[Assignment]
Copy out the listing in full, exactly as written, but not its pictures.

##### Recorded information #####

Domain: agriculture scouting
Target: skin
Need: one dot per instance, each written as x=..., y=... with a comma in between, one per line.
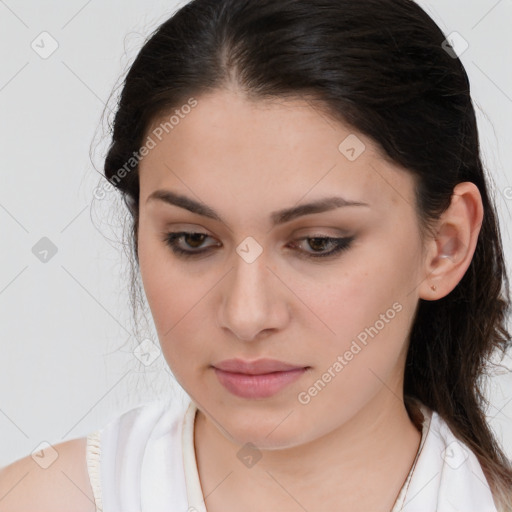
x=246, y=159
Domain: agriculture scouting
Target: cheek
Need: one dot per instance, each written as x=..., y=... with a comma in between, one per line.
x=170, y=292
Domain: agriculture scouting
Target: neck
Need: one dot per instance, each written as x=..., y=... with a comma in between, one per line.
x=374, y=450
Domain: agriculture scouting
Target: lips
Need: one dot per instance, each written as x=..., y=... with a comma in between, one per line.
x=257, y=379
x=258, y=367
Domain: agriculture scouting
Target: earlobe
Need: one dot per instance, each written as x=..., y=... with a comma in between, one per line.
x=452, y=249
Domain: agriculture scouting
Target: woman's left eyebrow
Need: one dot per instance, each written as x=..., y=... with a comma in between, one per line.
x=278, y=217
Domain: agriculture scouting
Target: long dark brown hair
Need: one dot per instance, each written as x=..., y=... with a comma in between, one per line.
x=381, y=67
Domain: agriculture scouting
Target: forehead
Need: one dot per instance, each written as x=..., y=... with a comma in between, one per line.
x=230, y=145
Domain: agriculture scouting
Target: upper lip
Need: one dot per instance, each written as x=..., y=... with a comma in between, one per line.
x=258, y=367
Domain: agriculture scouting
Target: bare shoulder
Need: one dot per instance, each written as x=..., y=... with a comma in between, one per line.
x=57, y=484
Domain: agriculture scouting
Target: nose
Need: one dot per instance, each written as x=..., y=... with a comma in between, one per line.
x=253, y=300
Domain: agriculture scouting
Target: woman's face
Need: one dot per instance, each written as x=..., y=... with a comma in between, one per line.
x=256, y=285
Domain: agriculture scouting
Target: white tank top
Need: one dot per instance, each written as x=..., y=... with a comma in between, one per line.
x=144, y=461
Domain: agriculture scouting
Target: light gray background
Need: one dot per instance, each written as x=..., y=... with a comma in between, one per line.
x=66, y=361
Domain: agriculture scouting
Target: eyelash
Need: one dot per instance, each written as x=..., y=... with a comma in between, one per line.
x=340, y=244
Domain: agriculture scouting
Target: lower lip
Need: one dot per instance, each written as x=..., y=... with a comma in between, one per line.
x=257, y=386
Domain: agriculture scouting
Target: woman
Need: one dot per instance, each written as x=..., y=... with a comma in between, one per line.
x=323, y=264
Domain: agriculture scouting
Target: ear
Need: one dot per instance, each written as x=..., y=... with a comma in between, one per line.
x=449, y=254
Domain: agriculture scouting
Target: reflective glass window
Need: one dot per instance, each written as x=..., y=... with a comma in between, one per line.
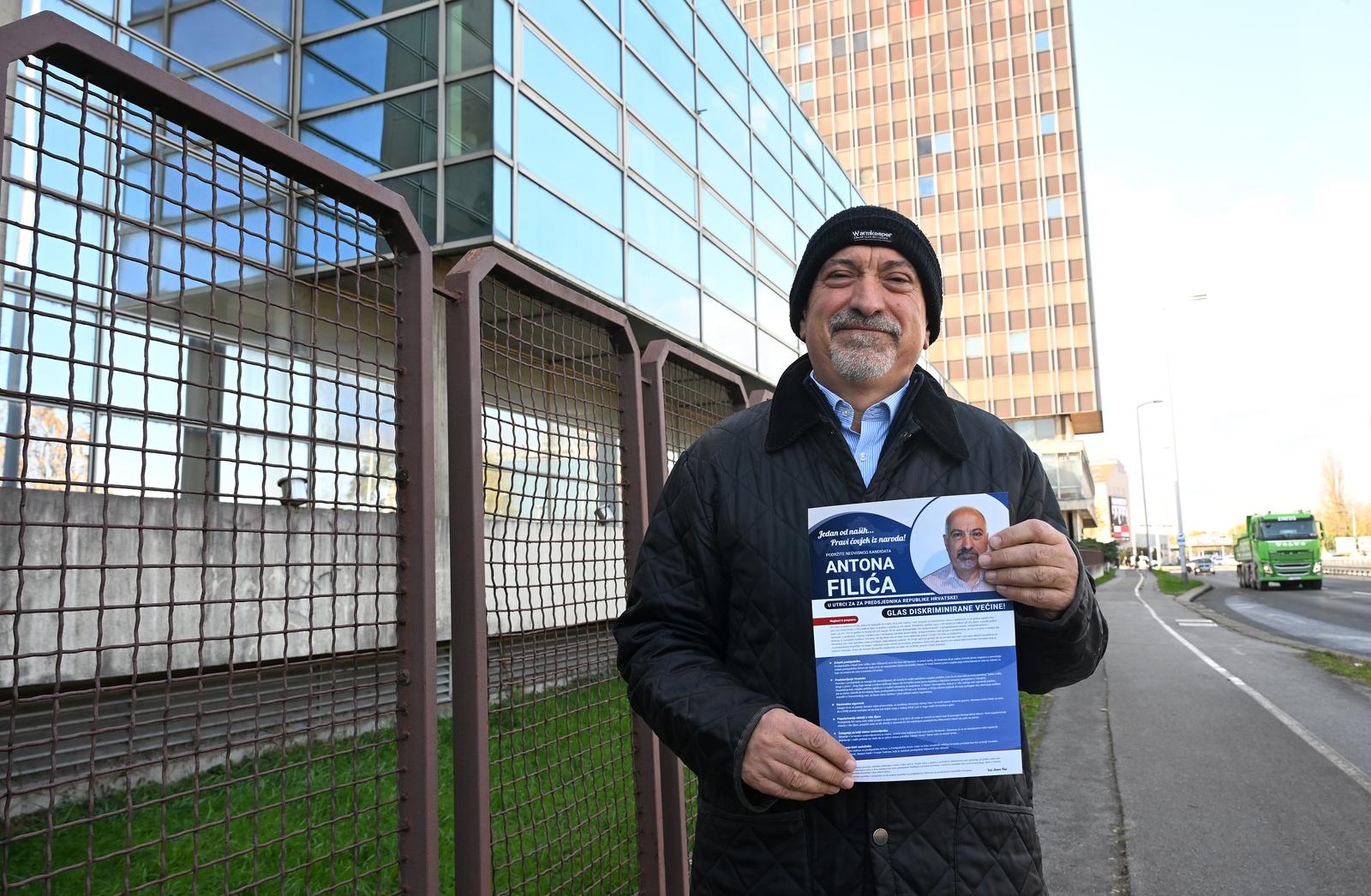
x=772, y=221
x=569, y=92
x=651, y=41
x=660, y=110
x=678, y=18
x=213, y=33
x=774, y=310
x=835, y=177
x=774, y=266
x=728, y=128
x=584, y=36
x=771, y=130
x=470, y=32
x=562, y=236
x=479, y=116
x=559, y=157
x=721, y=71
x=768, y=85
x=726, y=27
x=720, y=219
x=662, y=294
x=609, y=9
x=774, y=356
x=379, y=137
x=662, y=232
x=274, y=13
x=420, y=191
x=504, y=41
x=808, y=178
x=806, y=217
x=660, y=169
x=476, y=199
x=372, y=61
x=726, y=278
x=727, y=176
x=771, y=176
x=730, y=333
x=321, y=15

#####

[Exercise response]
Domain: agriculture scouting
Target: skin
Need: one dot per instance, each written as x=..., y=... with a comma in between, one per line.
x=246, y=159
Domain: agriculture scouting
Target: cheek
Need: one dot per instance, each written as x=..., y=... with a comma in between, one per line.
x=170, y=292
Domain: agriculture scouting
Target: neck
Need: one dot per instance, each written as x=..., y=... with a comma in between, one per line.
x=374, y=450
Domain: agriculture scouting
Target: lips
Need: one dot per instance, each written as x=..., y=... with a comma in between, one per line.
x=257, y=379
x=258, y=367
Domain: agriculture scouting
Target: earlobe
Need: one dot per instance, each written as x=..., y=... with a comma in between, one per line.
x=452, y=249
Domain: agriculture scouting
Target: woman's left eyebrow
Need: one dot per instance, each written as x=..., y=... with a comma in between, one per line.
x=278, y=217
Domain: agriculture scouting
Target: long dark brown hair
Need: one dot per instance, each written as x=..., y=... with a comma in between, one per line.
x=381, y=67
Domain: agriculture scouting
Target: forehead
Need: one dot per instance, each written as x=..., y=... with a comma in between, one per line.
x=230, y=145
Domain: agriculture scouting
Target: upper lip
Need: one dot per instance, each written as x=..., y=... with a comma in between, one per line.
x=258, y=367
Domain: agriculture scouting
Target: bare shoulder
Need: one dot per instance, each written as x=..., y=... with a comma in between, one per line.
x=57, y=484
Domain: agriculture scouting
Target: nose
Need: one dot per instance, each written as x=..., y=... with a comma in between, one per line.
x=253, y=300
Domain: agriculture scouting
Target: woman's face
Need: one dot per instance, each written as x=..., y=... with a comma in between, one per line.
x=256, y=285
Domain: agriculture scouting
Target: white tank top
Need: one dot per instance, each written as x=..., y=... with a comma in between, one per line.
x=144, y=461
Domain: agriculture scouting
Target: light gray background
Need: one dot per instance, each written as x=..., y=... with a comma in between, one per line.
x=66, y=361
Domain: agriculture scouting
Target: eyelash
Need: one dot per instance, each written as x=..., y=... with a comma in between, one per line.
x=340, y=244
Domain: agriculture scouting
Target: lower lip
Need: one dot per instance, each written as x=..., y=... with a comma in between, one per line.
x=257, y=386
Domain: agriculture scouting
Target: woman
Need: one dot per instance, each written as x=..., y=... with a comma in between, one per line.
x=323, y=264
Domain: agriculture scouting
Target: ear
Need: one dot per instance, each written as x=..., y=... with a comma in between, one per line.
x=449, y=254
Domain: agriculture scouting
Target: reflective glass window
Need: one dot per instance, each written as x=..., y=... with a comma in between, one per line.
x=772, y=221
x=569, y=92
x=651, y=41
x=660, y=110
x=678, y=18
x=213, y=33
x=774, y=310
x=835, y=177
x=774, y=266
x=728, y=128
x=584, y=36
x=771, y=130
x=470, y=32
x=562, y=236
x=479, y=116
x=559, y=157
x=721, y=71
x=768, y=85
x=726, y=27
x=720, y=219
x=662, y=294
x=609, y=9
x=774, y=356
x=379, y=137
x=662, y=232
x=274, y=13
x=420, y=191
x=504, y=41
x=808, y=178
x=806, y=217
x=660, y=169
x=476, y=199
x=372, y=61
x=726, y=278
x=727, y=176
x=771, y=176
x=730, y=333
x=321, y=15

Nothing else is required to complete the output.